Set of tasks
A: According to the data dictionary page, over how many months of follow-up is employment measured for the synthetic jobseeker cohort?
B: Return the passage of the data dictionary page that begins at the words "Each dataset is" and stops after the words "the .dta files.".

Data dictionary · Causal Machine Learning for Policy Evaluation

Downloads

Each dataset is available as a labeled Stata .dta and its source file.

⇩ Download all data (ZIP)stata_codebook.do

Dataset	Grain	Rows	Stata	Source
`cml_data`	jobseeker (cross-section)	5,000 × 8	cml_data.dta	cml_data.csv
`cml_truth`	jobseeker (cross-section)	5,000 × 5	cml_truth.dta	cml_truth.csv

Run stata_codebook.do in Stata once to attach long-form per-variable notes to the .dta files.

Load directly in code

Every file loads straight from GitHub (raw URLs). Swap the file name to load any dataset.

Stata

* Stata 14+ : `use` reads an https URL directly
global BASE "https://raw.githubusercontent.com/cmg777/starter-academic-v501/master/content/post/python_cml/data/"
use "${BASE}cml_data.dta", clear
describe
notes

Python

!pip install -q pyreadstat
import pandas as pd
BASE = "https://raw.githubusercontent.com/cmg777/starter-academic-v501/master/content/post/python_cml/data/"
df = pd.read_stata(BASE + "cml_data.dta")

# load every dataset at once
files = ["cml_data", "cml_truth"]
data = {f: pd.read_stata(BASE + f + ".dta") for f in files}

# pyreadstat (richest metadata) reads LOCAL files -> download first
import pyreadstat, urllib.request
urllib.request.urlretrieve(BASE + "cml_data.dta", "cml_data.dta")
df, meta = pyreadstat.read_dta("cml_data.dta")

Copy and paste this snippet in Google Colab app. https://colab.research.google.com/notebooks/empty.ipynb

R

# R : haven::read_dta auto-downloads an https URL
library(haven)
BASE <- "https://raw.githubusercontent.com/cmg777/starter-academic-v501/master/content/post/python_cml/data/"
df <- read_dta(paste0(BASE, "cml_data.dta"))

Overview & sources

Companion data for a hands-on Python tutorial on Causal Machine Learning (CML) for active-labour-market-programme (ALMP) evaluation. The cohort is a fully synthetic Flemish-ALMP-style sample of 5,000 jobseekers with six pre-treatment covariates, a binary training indicator, and months employed over a 30-month follow-up. The post walks the full CML roadmap — the average treatment effect (ATE) via DoubleML's cross-fitted, doubly-robust Interactive Regression Model; group effects (GATE) by Dutch proficiency via doubly-robust pseudo-outcome averaging; individual effects (IATE) via EconML's CausalForestDML; and a welfare-maximising training-assignment rule. Because the data are simulated, the true individual treatment effect of every jobseeker is known, so every estimator is benchmarked against ground truth. The data-generating process is modelled on Cockx, Lechner & Bollens (2023) and the methodological roadmap in Lechner (2023).

Excerpt from a dataset
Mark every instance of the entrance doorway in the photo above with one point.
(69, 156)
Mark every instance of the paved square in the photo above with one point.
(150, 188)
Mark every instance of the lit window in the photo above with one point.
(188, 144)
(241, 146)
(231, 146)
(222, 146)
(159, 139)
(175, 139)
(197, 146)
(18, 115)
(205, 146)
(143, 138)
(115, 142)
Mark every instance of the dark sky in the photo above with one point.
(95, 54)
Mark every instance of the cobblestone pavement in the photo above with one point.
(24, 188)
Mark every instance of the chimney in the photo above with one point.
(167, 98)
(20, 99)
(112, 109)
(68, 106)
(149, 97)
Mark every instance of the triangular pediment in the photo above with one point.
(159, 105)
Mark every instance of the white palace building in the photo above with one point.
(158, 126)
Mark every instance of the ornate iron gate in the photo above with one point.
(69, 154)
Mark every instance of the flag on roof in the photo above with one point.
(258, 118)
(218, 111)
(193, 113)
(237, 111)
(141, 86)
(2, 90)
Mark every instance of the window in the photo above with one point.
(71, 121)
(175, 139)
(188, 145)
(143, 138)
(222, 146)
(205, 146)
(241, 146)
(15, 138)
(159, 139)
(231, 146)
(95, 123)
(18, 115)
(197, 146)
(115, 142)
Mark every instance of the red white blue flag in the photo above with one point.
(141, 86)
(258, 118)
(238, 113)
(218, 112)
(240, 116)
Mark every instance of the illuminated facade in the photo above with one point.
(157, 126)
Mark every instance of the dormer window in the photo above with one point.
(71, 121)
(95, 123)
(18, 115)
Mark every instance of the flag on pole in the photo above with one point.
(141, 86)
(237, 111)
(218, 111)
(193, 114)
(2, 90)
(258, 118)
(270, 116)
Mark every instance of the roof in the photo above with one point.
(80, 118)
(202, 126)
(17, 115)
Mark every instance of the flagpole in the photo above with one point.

Worked answers
A: 30 months

B:
Each dataset is available as a labeled Stata .dta and its source file.

⇩ Download all data (ZIP)stata_codebook.do

Dataset	Grain	Rows	Stata	Source
`cml_data`	jobseeker (cross-section)	5,000 × 8	cml_data.dta	cml_data.csv
`cml_truth`	jobseeker (cross-section)	5,000 × 5	cml_truth.dta	cml_truth.csv

Run stata_codebook.do in Stata once to attach long-form per-variable notes to the .dta files.